Relaxing W->R ordering: Allows the processor to hide latency of writes when later read is independent. When store is issued, processor "buffers" the store operation in the write buffer and immediately executes subsequent loads.
The write buffer holds writes that have been issued by the processor and is different from cache's write-back buffer which holds dirty cache lines.
Total store ordering (TSO) Processor can start reading B
before its earlier writes to A
is seen by all processors. Until the write is seen by all processors, the other processors will not read the new value of A
.
Processor consistency (PC): Any processor can read the new value of A
before the write is seen by all processors.
TSO vs PC examples: Assume A and B are initialized to 0.
Results of execution match that of sequential consistency since there is no W->R.
# Program 1
# Thread 1 (Processor 1)
A = 1;
flag = 1;
# Thread 2 (Processor 2)
while (flag == 0);
print A;
Results of execution match that of sequential consistency since there is no W->R.
# Program 2
# Thread 1 (Processor 1)
A = 1;
B = 1;
# Thread 2 (Processor 2)
print B;
print A;
Read can move up before the write. In TSO, once thread 2 knows that A = 1, thread 3 also knows that A = 1. So results match that of sequential consistency.
In PC, once thread 2 knows that A = 1, thread 3 may not know the same. So thread 3 may print A as 0. Results do not match that of sequential consistency.
# Program 3
# Thread 1 (Processor 1)
A = 1;
# Thread 2 (Processor 2)
while (A == 0);
B = 1;
# Thread 3 (Processor 3)
while (B == 0);
print A;
Prints can occur before variable assignments for both threads. In sequential consistency, at least something will be printed. With TSO and PC, there is a scenario where nothing will be printed. Both results do not match that of sequential consistency.
# Program 4
# Thread 1 (Processor 1)

§

> [Tasks to carry out]:
• A. Reproduce the part of the memory consistency notes that opens with the words containing "# Program 2" and closes with "0. Results do not match that of sequential consistency.".
• B. Write a continuation of the memory consistency notes that picks up after their final line.

§

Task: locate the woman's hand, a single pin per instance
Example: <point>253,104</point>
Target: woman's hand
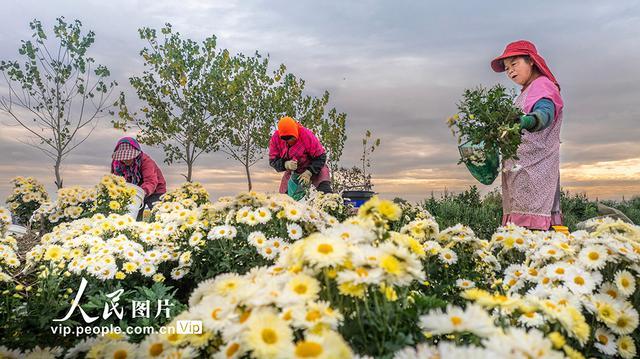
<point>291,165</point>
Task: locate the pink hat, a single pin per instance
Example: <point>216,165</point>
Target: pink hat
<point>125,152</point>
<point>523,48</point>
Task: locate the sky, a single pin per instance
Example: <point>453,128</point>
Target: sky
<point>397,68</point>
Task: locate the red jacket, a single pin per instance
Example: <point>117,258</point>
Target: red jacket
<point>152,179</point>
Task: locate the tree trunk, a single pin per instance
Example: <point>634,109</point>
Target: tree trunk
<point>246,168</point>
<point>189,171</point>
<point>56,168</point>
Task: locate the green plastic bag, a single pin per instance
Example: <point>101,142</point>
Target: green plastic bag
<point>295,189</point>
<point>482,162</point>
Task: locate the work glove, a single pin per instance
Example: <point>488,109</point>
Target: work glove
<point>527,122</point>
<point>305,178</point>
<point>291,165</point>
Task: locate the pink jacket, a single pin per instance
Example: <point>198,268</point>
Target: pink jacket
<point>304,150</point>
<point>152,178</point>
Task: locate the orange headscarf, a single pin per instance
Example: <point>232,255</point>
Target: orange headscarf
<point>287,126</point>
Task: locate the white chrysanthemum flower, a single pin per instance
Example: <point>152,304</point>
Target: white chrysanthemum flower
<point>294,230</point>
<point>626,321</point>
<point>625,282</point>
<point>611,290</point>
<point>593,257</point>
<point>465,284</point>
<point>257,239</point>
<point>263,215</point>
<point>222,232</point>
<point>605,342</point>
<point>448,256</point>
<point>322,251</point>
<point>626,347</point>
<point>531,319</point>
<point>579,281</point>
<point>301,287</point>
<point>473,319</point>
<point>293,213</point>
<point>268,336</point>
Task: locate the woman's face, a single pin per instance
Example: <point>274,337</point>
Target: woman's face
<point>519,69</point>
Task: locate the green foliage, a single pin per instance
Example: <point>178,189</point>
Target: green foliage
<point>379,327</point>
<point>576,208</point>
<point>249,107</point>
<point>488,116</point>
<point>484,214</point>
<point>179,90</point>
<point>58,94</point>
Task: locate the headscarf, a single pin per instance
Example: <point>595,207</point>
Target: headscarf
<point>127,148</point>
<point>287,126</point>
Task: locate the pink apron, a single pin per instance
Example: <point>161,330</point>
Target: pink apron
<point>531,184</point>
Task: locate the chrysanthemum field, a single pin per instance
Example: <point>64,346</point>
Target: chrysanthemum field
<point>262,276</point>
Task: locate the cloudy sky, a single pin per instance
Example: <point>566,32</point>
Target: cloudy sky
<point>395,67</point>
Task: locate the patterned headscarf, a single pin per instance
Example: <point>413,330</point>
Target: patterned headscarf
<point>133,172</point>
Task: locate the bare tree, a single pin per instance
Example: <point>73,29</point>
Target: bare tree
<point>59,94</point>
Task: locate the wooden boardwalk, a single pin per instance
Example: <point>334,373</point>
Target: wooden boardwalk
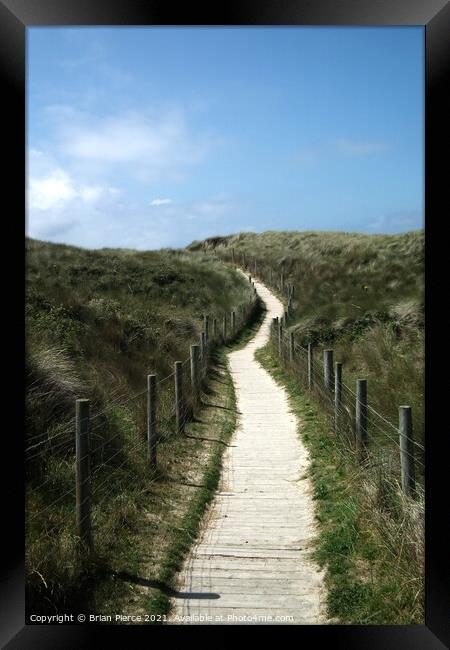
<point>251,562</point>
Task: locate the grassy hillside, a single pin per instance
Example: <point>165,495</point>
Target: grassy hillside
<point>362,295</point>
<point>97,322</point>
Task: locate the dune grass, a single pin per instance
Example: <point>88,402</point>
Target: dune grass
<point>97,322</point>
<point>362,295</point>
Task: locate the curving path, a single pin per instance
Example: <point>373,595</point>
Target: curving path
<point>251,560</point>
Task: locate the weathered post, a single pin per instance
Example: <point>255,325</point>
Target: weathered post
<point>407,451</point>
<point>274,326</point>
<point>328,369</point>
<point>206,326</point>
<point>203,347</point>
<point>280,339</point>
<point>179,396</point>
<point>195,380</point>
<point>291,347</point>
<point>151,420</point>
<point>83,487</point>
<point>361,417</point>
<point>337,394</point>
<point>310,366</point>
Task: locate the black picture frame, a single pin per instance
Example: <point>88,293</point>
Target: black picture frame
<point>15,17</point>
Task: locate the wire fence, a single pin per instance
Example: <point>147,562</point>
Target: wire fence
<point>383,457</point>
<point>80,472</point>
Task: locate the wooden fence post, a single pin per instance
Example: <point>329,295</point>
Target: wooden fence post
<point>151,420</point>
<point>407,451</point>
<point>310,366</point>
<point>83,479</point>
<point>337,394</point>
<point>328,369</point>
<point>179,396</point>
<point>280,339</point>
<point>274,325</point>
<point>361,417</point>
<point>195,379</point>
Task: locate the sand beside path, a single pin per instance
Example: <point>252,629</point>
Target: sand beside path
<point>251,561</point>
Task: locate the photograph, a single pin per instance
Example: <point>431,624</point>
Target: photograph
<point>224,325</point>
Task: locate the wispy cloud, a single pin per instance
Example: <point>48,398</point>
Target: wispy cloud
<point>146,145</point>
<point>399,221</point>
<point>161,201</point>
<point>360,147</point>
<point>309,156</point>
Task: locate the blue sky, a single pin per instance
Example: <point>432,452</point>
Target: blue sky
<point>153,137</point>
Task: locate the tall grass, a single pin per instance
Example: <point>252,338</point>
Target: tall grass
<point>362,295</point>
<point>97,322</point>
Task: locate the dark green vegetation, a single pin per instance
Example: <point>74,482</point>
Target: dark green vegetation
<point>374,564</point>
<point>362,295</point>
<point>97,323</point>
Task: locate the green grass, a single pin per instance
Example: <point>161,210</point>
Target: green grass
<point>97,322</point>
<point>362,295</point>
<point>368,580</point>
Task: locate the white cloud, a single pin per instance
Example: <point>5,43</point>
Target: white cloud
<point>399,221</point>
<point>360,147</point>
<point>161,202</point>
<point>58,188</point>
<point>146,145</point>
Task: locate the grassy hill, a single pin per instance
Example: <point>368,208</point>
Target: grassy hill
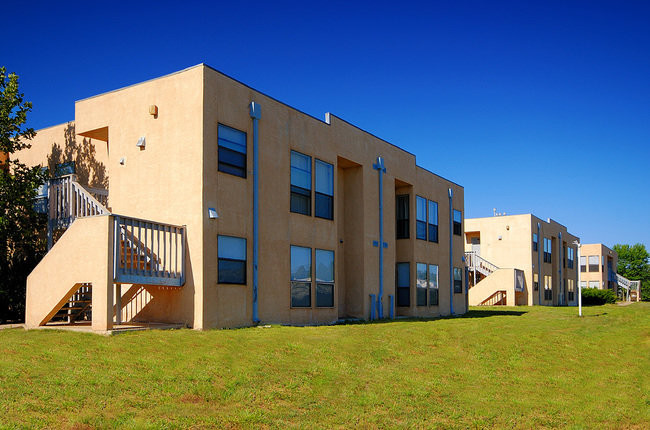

§

> [Responses to the tasks]:
• A.
# Program 2
# Thread 1 (Processor 1)
A = 1;
B = 1;
# Thread 2 (Processor 2)
print B;
print A;
Read can move up before the write. In TSO, once thread 2 knows that A = 1, thread 3 also knows that A = 1. So results match that of sequential consistency.
In PC, once thread 2 knows that A = 1, thread 3 may not know the same. So thread 3 may print A as 0. Results do not match that of sequential consistency.

• B.
A = 1;
print B;
# Thread 2 (Processor 2)
B = 1;
print A;
Why reorder other operations
(W->W) Processors may reorder write operations to optimize cache hits. (R->W, R->R) Processor may reorder independent instructions in an instruction stream. If there is only a single instruction stream, these are valid optimizations.
Release consistency (RC): Processors support special synchronization operations. For example, fence
keyword ensures memory accesses before the instruction is completed before moving forward.
Intel x86-64: Total store ordering. ARM processors: Very relaxed consistency model.
Acquire: Prevents reordering of X
with any load/store AFTER X
in program order.
Release: Prevents reordering of X
with any load/store BEFORE X
in program order.
C++ 11 atomic <T> Provides memory ordering semantics for operations before and after atomic operations.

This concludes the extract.